TESTO FORNITO:

▬▬▬

Pompeo fa carriera al Nord. Corre rapido l’onda della prima malavita. Entra nella cerchia di Angelino Epaminonda. Dal Tebano eredita le bische. Pompeo è calabrese, ma all’epoca sta con il clan dei Catanesi. Nel 1991 i carabinieri di Isola di Capo Rizzuto lo descrivono così: “Elemento pericolosissimo per l’ordine e la sicurezza pubblica”, legato “alla mafia corleonese e figlioccio del noto Luciano Liggio”.

È un boss Pompeo? Certamente un capo. Parente di Ginetto Di Paola, uno degli autori della strage al ristorante La Strega di via Moncucco (3 novembre 1979 e 8 cadaveri). La più sanguinosa che la storia criminale di Milano ricordi. Vicino al narcos serbo Dragomir Petrovic. E, con il passare degli anni, uomo di consigli, paciere, tanto intelligente e colto (era appassionato di letteratura) da dirimere guerre e regolamenti di conti. Ecco chi era Pompeo: cardinale della mala con affari tessuti alla Comasina, il quartiere che fu di Renato Vallanzasca.

Per questo il 28 febbraio oltre ad amici e parenti, la malavita che conta si fa vedere. Presenziare è necessario. La ’ndrangheta del Crotonese manda i suoi emissari. Boss e comprimari discutono, fumano, formano capannelli sul sagrato della chiesa. Dentro, il prete celebra messa. Fuori, sguardi e silenzi ridefiniscono le nuove alleanze di una rinascita criminale. Che stringe patti da un lato con le cosche e dall’altro con l’estrema destra. In rappresentanza c’è Domenico Bosa, detto “Mimmo Hammer”, capo milanese del movimento skin, nonché buon amico di narcotrafficanti slavi con i quali discute di droga e di omicidi.

▬▬▬

ESERCIZIO DA SVOLGERE: Scrivi il seguito del brano su Pompeo e la mala milanese, riprendendo subito dopo l'ultima frase. Le voci non hanno alcuna pertinenza con questo compito.

DATI FORNITI:

▬▬▬

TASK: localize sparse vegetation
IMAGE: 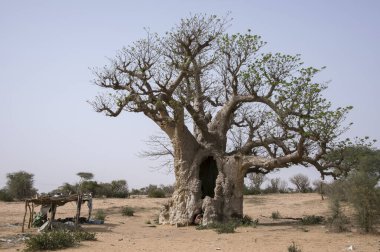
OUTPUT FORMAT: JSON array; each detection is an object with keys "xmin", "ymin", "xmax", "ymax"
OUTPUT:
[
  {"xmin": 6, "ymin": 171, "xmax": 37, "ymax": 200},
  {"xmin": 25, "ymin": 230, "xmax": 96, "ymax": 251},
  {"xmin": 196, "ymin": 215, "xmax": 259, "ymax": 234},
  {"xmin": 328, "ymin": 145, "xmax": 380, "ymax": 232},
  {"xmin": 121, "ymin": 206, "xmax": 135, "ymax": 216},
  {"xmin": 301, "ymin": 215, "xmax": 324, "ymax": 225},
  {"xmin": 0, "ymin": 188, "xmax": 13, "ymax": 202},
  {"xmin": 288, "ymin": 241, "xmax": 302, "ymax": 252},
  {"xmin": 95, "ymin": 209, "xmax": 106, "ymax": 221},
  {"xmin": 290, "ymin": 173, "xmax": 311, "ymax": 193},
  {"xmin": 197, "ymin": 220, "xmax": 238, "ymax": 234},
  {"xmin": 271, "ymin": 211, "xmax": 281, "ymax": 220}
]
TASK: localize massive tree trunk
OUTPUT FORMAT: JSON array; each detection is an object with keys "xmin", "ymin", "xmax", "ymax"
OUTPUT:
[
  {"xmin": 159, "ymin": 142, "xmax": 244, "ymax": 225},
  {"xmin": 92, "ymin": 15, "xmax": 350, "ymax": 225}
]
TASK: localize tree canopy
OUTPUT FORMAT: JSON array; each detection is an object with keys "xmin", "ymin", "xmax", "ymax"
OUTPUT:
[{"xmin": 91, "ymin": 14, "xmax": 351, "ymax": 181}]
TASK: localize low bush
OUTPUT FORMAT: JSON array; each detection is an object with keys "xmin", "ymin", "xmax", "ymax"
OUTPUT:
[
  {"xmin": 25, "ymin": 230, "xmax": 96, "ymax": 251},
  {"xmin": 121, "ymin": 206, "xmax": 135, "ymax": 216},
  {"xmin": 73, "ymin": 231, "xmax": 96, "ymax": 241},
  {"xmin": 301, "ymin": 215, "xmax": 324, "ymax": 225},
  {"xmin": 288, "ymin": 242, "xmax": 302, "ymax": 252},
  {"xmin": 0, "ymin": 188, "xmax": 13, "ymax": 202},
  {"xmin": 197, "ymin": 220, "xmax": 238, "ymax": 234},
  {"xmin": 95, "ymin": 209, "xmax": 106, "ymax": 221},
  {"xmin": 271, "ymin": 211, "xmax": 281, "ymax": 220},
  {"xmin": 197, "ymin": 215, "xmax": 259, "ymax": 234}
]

▬▬▬

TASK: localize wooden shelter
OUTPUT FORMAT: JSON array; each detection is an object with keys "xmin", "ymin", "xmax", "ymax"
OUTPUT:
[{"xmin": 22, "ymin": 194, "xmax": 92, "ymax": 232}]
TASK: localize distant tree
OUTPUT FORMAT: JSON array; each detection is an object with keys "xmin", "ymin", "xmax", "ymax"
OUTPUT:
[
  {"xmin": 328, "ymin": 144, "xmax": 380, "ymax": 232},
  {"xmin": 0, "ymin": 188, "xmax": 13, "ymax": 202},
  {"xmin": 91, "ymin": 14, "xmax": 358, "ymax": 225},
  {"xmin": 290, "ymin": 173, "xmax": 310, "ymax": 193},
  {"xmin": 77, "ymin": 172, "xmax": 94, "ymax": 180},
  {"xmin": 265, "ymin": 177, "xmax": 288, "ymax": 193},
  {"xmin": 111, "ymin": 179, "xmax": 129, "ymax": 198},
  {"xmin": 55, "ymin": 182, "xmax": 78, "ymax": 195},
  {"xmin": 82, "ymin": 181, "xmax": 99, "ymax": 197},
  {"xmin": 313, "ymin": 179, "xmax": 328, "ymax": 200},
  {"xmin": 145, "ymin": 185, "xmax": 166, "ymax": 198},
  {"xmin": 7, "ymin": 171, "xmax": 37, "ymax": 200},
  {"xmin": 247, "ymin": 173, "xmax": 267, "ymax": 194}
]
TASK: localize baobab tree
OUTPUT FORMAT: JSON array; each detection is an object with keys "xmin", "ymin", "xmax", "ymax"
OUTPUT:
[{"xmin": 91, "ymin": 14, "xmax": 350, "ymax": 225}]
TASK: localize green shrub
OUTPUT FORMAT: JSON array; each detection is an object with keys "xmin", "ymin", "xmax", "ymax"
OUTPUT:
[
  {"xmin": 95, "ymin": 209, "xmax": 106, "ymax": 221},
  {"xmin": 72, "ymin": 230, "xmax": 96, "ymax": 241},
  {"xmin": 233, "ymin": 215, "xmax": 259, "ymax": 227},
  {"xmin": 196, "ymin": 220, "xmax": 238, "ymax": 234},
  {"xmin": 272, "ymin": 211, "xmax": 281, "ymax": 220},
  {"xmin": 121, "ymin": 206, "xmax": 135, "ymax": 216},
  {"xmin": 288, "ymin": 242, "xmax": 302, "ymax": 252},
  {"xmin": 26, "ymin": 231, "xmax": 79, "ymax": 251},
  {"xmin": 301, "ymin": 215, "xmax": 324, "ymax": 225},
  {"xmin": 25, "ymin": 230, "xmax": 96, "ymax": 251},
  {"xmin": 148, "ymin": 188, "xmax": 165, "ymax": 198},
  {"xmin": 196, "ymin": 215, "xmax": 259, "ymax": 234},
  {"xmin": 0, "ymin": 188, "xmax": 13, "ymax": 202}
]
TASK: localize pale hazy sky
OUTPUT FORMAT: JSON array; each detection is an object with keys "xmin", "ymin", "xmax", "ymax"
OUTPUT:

▬▬▬

RISPOSTA PROPOSTA:
I serbi qui al funerale indossano divise comuni: scarpe scure di cuoio e giacca di pelle nera. A onorare il capo sono arrivati anche dalla Svizzera. Porsche Cayenne presa da una società di leasing con targa dei Grigioni. Ci sono le famiglie storiche: i Tallarico, i Pittella, alcuni parenti della famiglia mafiosa del superboss Pepè Flachi. E c’è anche un convitato di pietra. La polizia giudiziaria annota le targhe. L’appuntamento è da non perdere. “In chiesa o fuori c’erano tutti – ragiona un investigatore – perché l’assenza non giustificata poteva creare sospetti. Mimmo Pompeo è il passato, il presente e sarà il futuro per il rispetto che gli sarà riconosciuto attraverso figli, fratelli e nipoti”.

La morte, in questi casi, ridistribuisce le carte al tavolo. E il nuovo gioco criminale, oggi, riparte da zone ben precise di Milano. Aree storiche ma la cui attualità troppo spesso sfugge alla lente della Procura antimafia che, come ha specificato il procuratore Ilda Boccassini, punta sui reati finanziari. “Eppure – racconta un altro investigatore – oggi la cosiddetta mafia povera, quella dei summit nei bar, dei chili di cocaina, delle armi da guerra, delle estorsioni si sta riprendendo la città”. Ripartiamo allora da un’area tra Quarto Oggiaro, la Comasina e Novate Milanese. Via Bovisasca divide gli spazi. Non lontano, in un’area industriale, protetto da campi e vie a fondo chiuso, c’è un autosalone. Qui nuove e vecchie leve, legate ai Pompeo, ai Flachi, ai Toscano, officiano riunioni, gestendo carichi di armi da guerra da occultare in doppifondi di auto supersportive. Armi da vendere o da portare con sé. Da esibire in scatti suggestivi postati poi sui profili Facebook. Da usare anche come capitato il 15 febbraio scorso nel quartiere di Bruzzano. Spara Paolo Pittella per gambizzare. Lo fa a volto scoperto. Nessuno parla. Lo arrestano il 13 marzo, dopo una lunga caccia tra le case popolari del quartiere dei fiumi a Bruzzano.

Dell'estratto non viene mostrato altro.